EXERCISE INSTRUCTIONS:
Every record must appear in the response exactly as given.

Records from a data source:
----

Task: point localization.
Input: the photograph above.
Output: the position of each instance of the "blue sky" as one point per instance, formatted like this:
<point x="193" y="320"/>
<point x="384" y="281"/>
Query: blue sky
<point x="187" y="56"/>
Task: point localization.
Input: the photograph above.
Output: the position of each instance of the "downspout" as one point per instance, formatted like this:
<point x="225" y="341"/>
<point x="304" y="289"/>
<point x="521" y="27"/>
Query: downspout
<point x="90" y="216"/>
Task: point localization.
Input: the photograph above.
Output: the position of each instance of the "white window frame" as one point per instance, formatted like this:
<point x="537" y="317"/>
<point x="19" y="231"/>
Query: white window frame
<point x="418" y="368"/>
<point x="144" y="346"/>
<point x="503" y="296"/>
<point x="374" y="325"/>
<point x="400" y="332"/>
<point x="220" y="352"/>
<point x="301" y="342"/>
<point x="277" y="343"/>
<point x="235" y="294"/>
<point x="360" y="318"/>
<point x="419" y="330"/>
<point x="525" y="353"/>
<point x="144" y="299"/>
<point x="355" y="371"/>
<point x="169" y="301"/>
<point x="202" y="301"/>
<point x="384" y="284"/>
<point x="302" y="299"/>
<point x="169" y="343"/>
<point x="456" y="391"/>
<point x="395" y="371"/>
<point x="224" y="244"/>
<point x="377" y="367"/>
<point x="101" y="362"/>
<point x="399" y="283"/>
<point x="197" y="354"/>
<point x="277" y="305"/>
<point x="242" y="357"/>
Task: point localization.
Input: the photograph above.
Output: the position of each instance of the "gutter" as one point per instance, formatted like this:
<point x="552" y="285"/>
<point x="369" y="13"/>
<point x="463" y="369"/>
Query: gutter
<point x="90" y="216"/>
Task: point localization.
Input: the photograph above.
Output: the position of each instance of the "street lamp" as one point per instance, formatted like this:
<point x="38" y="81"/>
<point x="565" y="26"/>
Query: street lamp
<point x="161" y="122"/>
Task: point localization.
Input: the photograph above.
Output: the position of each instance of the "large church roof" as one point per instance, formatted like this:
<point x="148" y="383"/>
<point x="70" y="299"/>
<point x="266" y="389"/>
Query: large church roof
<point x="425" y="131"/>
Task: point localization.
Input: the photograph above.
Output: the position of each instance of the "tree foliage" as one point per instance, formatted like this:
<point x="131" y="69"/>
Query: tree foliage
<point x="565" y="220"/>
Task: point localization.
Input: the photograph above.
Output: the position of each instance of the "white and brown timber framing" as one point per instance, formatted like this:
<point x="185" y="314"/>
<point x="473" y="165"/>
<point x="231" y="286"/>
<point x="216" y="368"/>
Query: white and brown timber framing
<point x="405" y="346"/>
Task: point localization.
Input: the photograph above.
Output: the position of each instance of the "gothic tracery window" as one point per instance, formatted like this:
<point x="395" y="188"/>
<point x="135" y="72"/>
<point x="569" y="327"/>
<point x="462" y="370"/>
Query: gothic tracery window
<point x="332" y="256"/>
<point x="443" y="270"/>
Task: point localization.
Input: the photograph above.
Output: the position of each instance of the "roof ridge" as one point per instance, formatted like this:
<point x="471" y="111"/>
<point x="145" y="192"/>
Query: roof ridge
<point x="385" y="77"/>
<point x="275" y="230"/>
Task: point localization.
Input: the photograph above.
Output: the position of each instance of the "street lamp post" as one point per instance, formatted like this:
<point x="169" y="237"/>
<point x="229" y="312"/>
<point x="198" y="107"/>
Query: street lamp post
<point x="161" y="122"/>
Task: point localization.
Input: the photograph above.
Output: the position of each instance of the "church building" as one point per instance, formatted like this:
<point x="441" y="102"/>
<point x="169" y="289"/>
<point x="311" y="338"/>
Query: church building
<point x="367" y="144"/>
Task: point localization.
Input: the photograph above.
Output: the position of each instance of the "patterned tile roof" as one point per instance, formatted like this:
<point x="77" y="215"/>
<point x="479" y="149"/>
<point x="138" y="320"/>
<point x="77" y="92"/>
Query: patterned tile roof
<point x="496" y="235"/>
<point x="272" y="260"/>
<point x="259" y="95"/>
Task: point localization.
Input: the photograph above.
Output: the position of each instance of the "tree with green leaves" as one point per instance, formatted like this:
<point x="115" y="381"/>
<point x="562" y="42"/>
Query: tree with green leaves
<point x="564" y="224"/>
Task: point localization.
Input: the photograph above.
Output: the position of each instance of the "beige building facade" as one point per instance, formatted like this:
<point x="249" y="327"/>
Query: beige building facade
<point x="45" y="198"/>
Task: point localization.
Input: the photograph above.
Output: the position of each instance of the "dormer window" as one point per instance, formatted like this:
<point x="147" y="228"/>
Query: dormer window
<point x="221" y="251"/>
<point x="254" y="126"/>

----

EXERCISE SOLUTION:
Task: point localization.
Input: the photograph above.
Output: the position of each instance of the "blue sky" as one point per instance, formatted like this:
<point x="193" y="320"/>
<point x="384" y="281"/>
Query: blue sky
<point x="187" y="56"/>
Task: point localization.
Input: the photograph above.
Output: the position of each instance of the "downspout" as one point per instance, formatted like this:
<point x="225" y="341"/>
<point x="304" y="289"/>
<point x="521" y="27"/>
Query: downspout
<point x="90" y="216"/>
Task: point localization.
Input: the photograph above.
Output: the position of each instance of the "white window frame" as one point per instance, formatted like this:
<point x="537" y="317"/>
<point x="19" y="231"/>
Query: white window frame
<point x="418" y="368"/>
<point x="144" y="346"/>
<point x="503" y="296"/>
<point x="374" y="325"/>
<point x="400" y="332"/>
<point x="220" y="352"/>
<point x="301" y="342"/>
<point x="277" y="343"/>
<point x="235" y="294"/>
<point x="360" y="318"/>
<point x="419" y="330"/>
<point x="525" y="353"/>
<point x="144" y="299"/>
<point x="355" y="371"/>
<point x="169" y="301"/>
<point x="202" y="301"/>
<point x="384" y="284"/>
<point x="302" y="299"/>
<point x="169" y="343"/>
<point x="456" y="391"/>
<point x="395" y="371"/>
<point x="224" y="244"/>
<point x="377" y="367"/>
<point x="101" y="362"/>
<point x="399" y="283"/>
<point x="197" y="354"/>
<point x="277" y="305"/>
<point x="242" y="357"/>
Task: point localization.
Input: the photograph above.
Output: the position of each instance of the "gutter" as one point per instance, formatted like this:
<point x="552" y="285"/>
<point x="369" y="13"/>
<point x="463" y="369"/>
Query: gutter
<point x="90" y="216"/>
Task: point localization.
Input: the photograph above.
Output: the position of each instance of the "street lamp" as one point per instance, formatted like this:
<point x="38" y="81"/>
<point x="565" y="26"/>
Query: street lamp
<point x="161" y="122"/>
Task: point localization.
Input: the photograph above.
Output: the position of each instance of the "large church roof" as one point per instance, formatted like this:
<point x="148" y="383"/>
<point x="70" y="299"/>
<point x="266" y="389"/>
Query: large church roof
<point x="425" y="131"/>
Task: point localization.
Input: the photograph above.
Output: the position of each instance of the "tree foliage" as one point per instance, formatted like this:
<point x="131" y="69"/>
Query: tree foliage
<point x="565" y="220"/>
Task: point localization.
Input: the photograph above.
Output: the position of each instance of the "white and brown timber framing" as one point per instance, formatted like this:
<point x="185" y="314"/>
<point x="473" y="165"/>
<point x="231" y="286"/>
<point x="216" y="368"/>
Query: white and brown timber framing
<point x="405" y="346"/>
Task: point localization.
Input: the photograph above.
Output: the position of each instance of the "gothic tracery window" as one point per instance, formatted like this:
<point x="395" y="188"/>
<point x="135" y="72"/>
<point x="569" y="327"/>
<point x="462" y="370"/>
Query: gothic tracery window
<point x="332" y="256"/>
<point x="443" y="270"/>
Task: point localization.
Input: the photograph above.
Output: the position of each instance of the "roof ridge" as one point per instance, formatted like this:
<point x="471" y="111"/>
<point x="145" y="192"/>
Query: roof ridge
<point x="385" y="77"/>
<point x="275" y="230"/>
Task: point localization.
Input: the photograph above.
Output: the position of each instance of the "street lamp post" as one point per instance, formatted like this:
<point x="169" y="237"/>
<point x="229" y="312"/>
<point x="198" y="107"/>
Query: street lamp post
<point x="161" y="122"/>
Task: point localization.
Input: the photograph above.
Output: the position of each instance of the "church building" as one point per instance, formatted like this:
<point x="441" y="102"/>
<point x="169" y="289"/>
<point x="311" y="338"/>
Query: church building
<point x="367" y="144"/>
Task: point localization.
Input: the photograph above.
Output: the position of each instance of the "patterned tile roof" as one point per instance, formatted like this:
<point x="77" y="215"/>
<point x="479" y="149"/>
<point x="138" y="320"/>
<point x="77" y="92"/>
Query: patterned tile roof
<point x="496" y="235"/>
<point x="272" y="260"/>
<point x="259" y="95"/>
Task: point localization.
Input: the photograph above.
Output: the position of each instance of the "tree with green leaves" as one point per instance, formatted like this:
<point x="115" y="381"/>
<point x="562" y="42"/>
Query: tree with green leaves
<point x="564" y="224"/>
Task: point localization.
Input: the photograph above.
Output: the position of each instance of the "beige building facade" as one point per instance, formatted like this:
<point x="249" y="327"/>
Query: beige building facade
<point x="45" y="198"/>
Task: point localization.
Input: the photograph above.
Output: the position of each instance of the "dormer window" as one point per instance, formatted like this:
<point x="147" y="228"/>
Query: dormer window
<point x="221" y="251"/>
<point x="254" y="126"/>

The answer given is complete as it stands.